* _Passage provided_
-----

Aware that his column has been inconsistent to the point of insanity on Cole, Smart tries to explain the flip-flopping perspective by suggesting it's been a long time:

Cheryl’s smiles are a big turnaround from the situation just a few weeks ago

And, apparently, last Thursday and Saturday.

As Cheryl prepares to talk to Ashley, and reveal words and feelings known only to her and her heart, Gordon does some wonderful fudging to suggest he knows what's going to happen:
[S]he will dish out her decision before she goes to the Brit Awards tomorrow night — giving him one last chance to beg for forgiveness.

So, he's getting one last chance. Or is he?
I reckon she is about to give him the red card.

No, he isn't.

-----

* _Material shown_

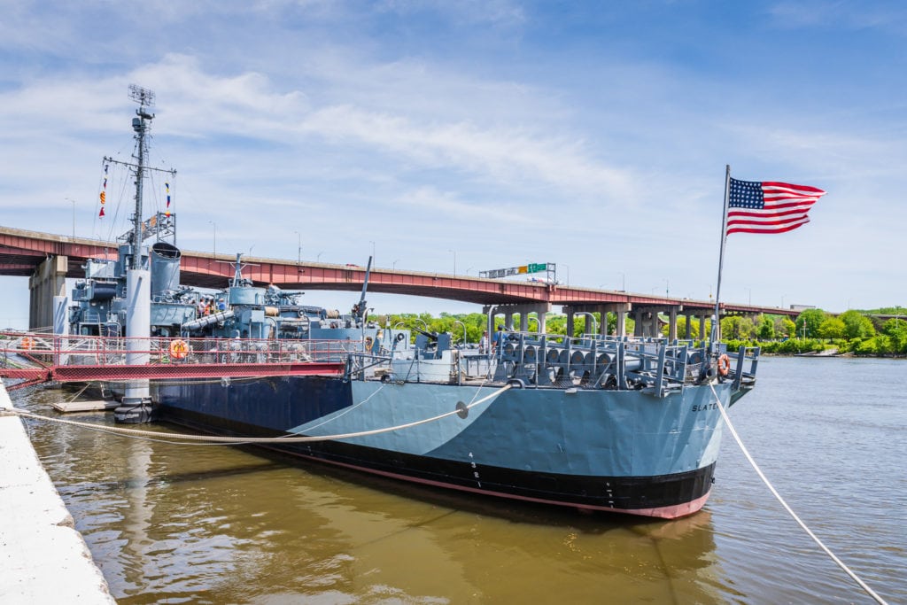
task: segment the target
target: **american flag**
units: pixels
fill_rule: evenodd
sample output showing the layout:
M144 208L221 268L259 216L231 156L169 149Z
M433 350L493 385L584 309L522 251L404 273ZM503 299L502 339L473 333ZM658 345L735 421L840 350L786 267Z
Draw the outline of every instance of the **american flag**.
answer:
M808 185L731 179L727 233L793 230L809 222L809 209L824 194Z

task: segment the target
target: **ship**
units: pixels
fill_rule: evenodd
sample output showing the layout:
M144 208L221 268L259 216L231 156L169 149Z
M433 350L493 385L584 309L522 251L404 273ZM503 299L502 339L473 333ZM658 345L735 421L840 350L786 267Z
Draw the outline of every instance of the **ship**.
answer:
M136 177L141 200L141 169ZM153 229L161 225L168 228ZM480 351L454 346L447 333L382 327L367 315L367 269L348 313L245 279L241 255L222 290L202 292L180 285L175 235L161 239L174 225L169 214L136 220L117 259L87 263L69 330L128 331L134 305L125 268L148 268L148 336L171 354L174 371L149 385L154 417L272 438L267 447L306 463L380 475L389 485L675 519L700 510L711 493L719 403L730 407L756 385L758 348L505 330ZM151 236L157 241L146 246ZM494 324L492 309L491 333ZM258 375L241 379L179 377L196 363L267 363L276 347L342 363L342 374L268 376L259 364Z

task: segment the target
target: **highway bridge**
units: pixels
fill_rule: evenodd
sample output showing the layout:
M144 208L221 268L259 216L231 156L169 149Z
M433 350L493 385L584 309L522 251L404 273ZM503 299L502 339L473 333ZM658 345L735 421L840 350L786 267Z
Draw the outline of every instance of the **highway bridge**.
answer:
M0 226L0 275L29 278L31 307L29 326L36 328L52 322L53 298L68 296L66 278L84 277L83 265L87 259L116 259L116 242L85 238L27 231ZM233 277L235 257L182 250L180 281L187 286L220 289ZM362 289L366 268L310 261L244 257L248 266L243 277L257 286L274 284L281 288L311 290ZM709 300L672 298L602 290L562 284L487 279L449 273L426 273L398 268L373 268L368 281L370 292L428 297L483 305L485 312L496 307L508 325L513 314L521 317L521 328L527 329L528 315L537 314L540 329L544 329L544 313L554 305L568 316L568 329L577 314L613 312L618 315L618 333L623 334L627 314L636 321L639 336L654 336L660 329L659 314L668 317L671 337L677 337L677 317L687 316L688 327L698 318L700 329L715 311ZM726 315L758 316L763 313L796 317L799 311L776 307L722 303ZM602 329L604 327L601 327ZM700 332L701 333L701 332ZM683 335L681 335L683 336ZM688 337L688 334L687 335Z

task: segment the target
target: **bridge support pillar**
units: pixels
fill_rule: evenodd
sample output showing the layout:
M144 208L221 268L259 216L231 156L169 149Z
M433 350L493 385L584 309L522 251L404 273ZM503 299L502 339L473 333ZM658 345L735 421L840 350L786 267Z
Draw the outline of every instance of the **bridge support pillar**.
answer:
M487 314L493 307L484 307L483 312ZM504 316L504 326L509 330L513 329L513 314L520 314L520 331L529 331L529 316L535 313L538 317L538 331L545 331L545 314L551 310L551 303L535 303L526 305L496 305L493 307L495 315ZM493 331L494 327L491 327Z
M608 336L608 314L614 313L617 316L615 332L618 336L625 336L627 332L627 312L629 311L629 303L608 303L605 305L600 305L598 310L601 314L601 329L600 330L601 335Z
M69 259L67 257L48 257L38 265L34 273L29 278L29 329L34 330L54 325L54 297L66 296L66 269L68 267Z

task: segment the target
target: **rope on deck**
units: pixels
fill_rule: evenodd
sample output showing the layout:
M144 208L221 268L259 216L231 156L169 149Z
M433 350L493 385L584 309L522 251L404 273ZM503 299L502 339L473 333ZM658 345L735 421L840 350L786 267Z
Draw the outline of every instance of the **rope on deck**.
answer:
M746 457L746 460L749 461L750 465L756 471L756 474L758 474L759 478L762 479L762 483L764 483L768 487L768 490L772 493L772 494L775 497L775 499L777 499L777 501L781 503L781 505L784 506L785 510L787 511L787 512L794 518L794 521L795 521L797 524L799 524L800 527L802 527L804 531L809 534L809 537L812 538L815 542L815 543L818 544L819 547L823 551L824 551L829 557L832 558L832 561L837 563L838 567L840 567L847 573L847 575L853 578L853 581L860 585L860 588L862 588L863 590L866 591L866 594L868 594L869 596L871 596L873 599L875 600L875 602L881 603L881 605L888 605L885 602L885 600L875 592L875 590L871 589L869 585L867 585L866 582L861 580L859 576L853 573L853 571L852 571L851 569L844 563L844 561L838 559L834 555L834 553L832 552L831 550L827 546L825 546L824 543L823 543L823 542L819 540L819 538L814 533L813 533L813 531L806 526L806 523L803 522L803 520L797 516L796 512L794 512L794 509L792 509L787 504L787 503L785 502L785 499L781 497L781 494L778 493L777 490L775 489L775 486L772 485L771 482L768 481L768 478L766 477L765 473L763 473L762 469L759 468L759 465L756 464L756 461L753 459L753 456L750 455L749 451L746 449L746 446L743 444L743 441L740 440L740 435L737 434L736 430L735 430L734 428L734 424L731 424L731 419L727 415L727 412L725 411L725 406L721 405L721 399L720 397L718 397L718 394L715 390L715 383L714 382L708 383L708 386L709 388L712 389L712 395L715 395L715 401L717 401L718 404L718 411L721 412L721 417L724 419L725 424L727 425L728 430L730 430L731 434L734 435L734 439L736 441L737 445L740 446L740 451L743 452L743 454Z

-----

* _What the task requires_
List each distinct personal name that appears in the passage about the gossip column, in order of first appearance.

* _Answer to the problem_
Cole, Smart, Cheryl, Ashley, Gordon